→ **出典**:
▶

自分も他人も知らない、自分の良いところ
保育園のお迎えに行こうと玄関から出たところで
女性に声を掛けられた。
聞けば我が家の花壇やプランターの花が綺麗で、
いつも楽しませていただいています、
とのことだった。
どんな人が育てているのだろう、
いつかプレゼントでも玄関に置きたいと思っていた
と言う。
ハイビスカスも去年綺麗でしたね、
クリスマスローズもこんなに綺麗で
何かこつでもあるのですか?
思いがけず、私よりずっと年配の
美しい女性にお誉め頂いて私は天にも登る気持ちだった。
毒親育ちにありがちな誉められ下手。
以前の記事にも書いたが、
それは意識的に止めている。
へらへらと、いやーそんなことないですし、
こんな◯◯(出来る限りのネガティブ)もあって、
等と聞かれてもいないことを話すことは止めている。
気持ち的にはそっちが勝るし、
特に今回のような不意打ちではそれが出そうになる。
でも『ありがとうございます』と素直に、
その方に失礼にならないように、
しっかりと受け止める。
『励みになります。ありがとうございます。』
数分2人で花について話をした。
素敵な時間だった。
私にとってクリスマスローズは
植えた時だけ白くて今は葉と同様の色で嫌だなぁ
シクラメンも枯れぎみだなぁと思っていたところに
この女性は綺麗だと言う。
私にとって大木になりつつあるアカシアが自慢だが
それは見えていないようだ。
自分が良いと思っていないものを認めてくれる。
先日仕事で知り合って仲良くしていた年上の女性に
偶然会った。
今が一番仕事で辛く苦しいという。
プロジェクトリーダーに抜擢されたのに
自分には出来るわけがなく、メンバーは反抗的で、
外部からも何故そのメンバーにその業務をさせるのか等、やいのやいの言われるのだと言う。

◀

→ **利用可能なデータ**:
▶

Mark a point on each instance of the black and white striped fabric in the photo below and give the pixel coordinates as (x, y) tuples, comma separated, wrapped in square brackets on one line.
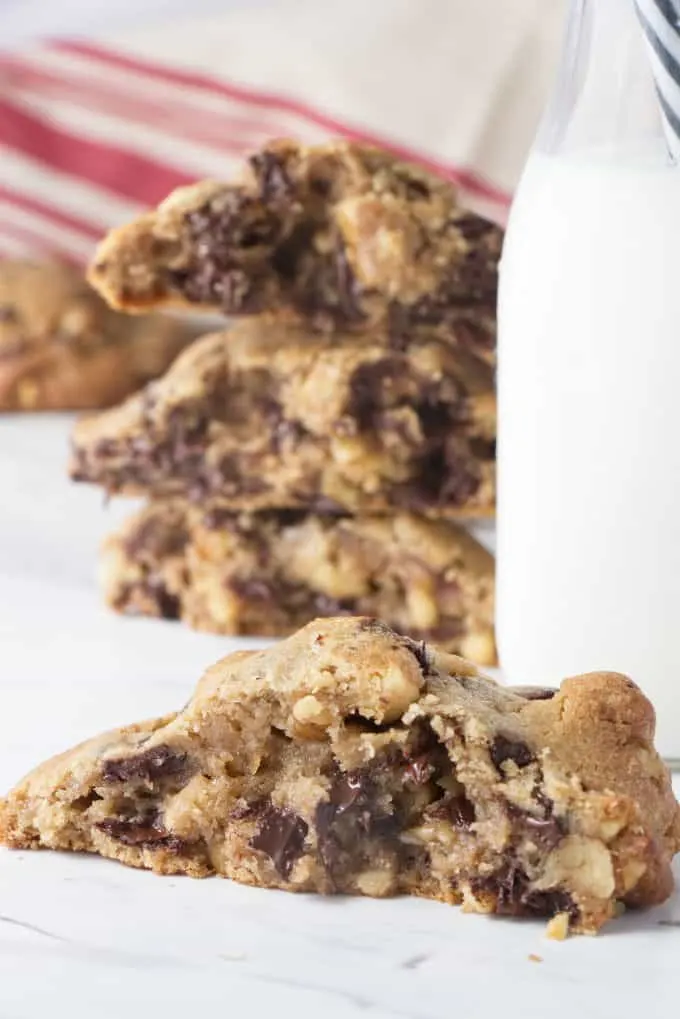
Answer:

◀

→ **実施するタスク**:
1. 出典の一文「数分2人で花について話をした。」を英語に訳すこと。
2. 出典のうち、「へらへらと、いやーそんなことないですし、」を含む語句で始まり「数分2人で花について話をした。」で終わる部分を、一字も変えずに再現すること。

→ **タスク別の出力**:
1. The two of us talked about flowers for a few minutes.

2.
へらへらと、いやーそんなことないですし、
こんな◯◯(出来る限りのネガティブ)もあって、
等と聞かれてもいないことを話すことは止めている。
気持ち的にはそっちが勝るし、
特に今回のような不意打ちではそれが出そうになる。
でも『ありがとうございます』と素直に、
その方に失礼にならないように、
しっかりと受け止める。
『励みになります。ありがとうございます。』
数分2人で花について話をした。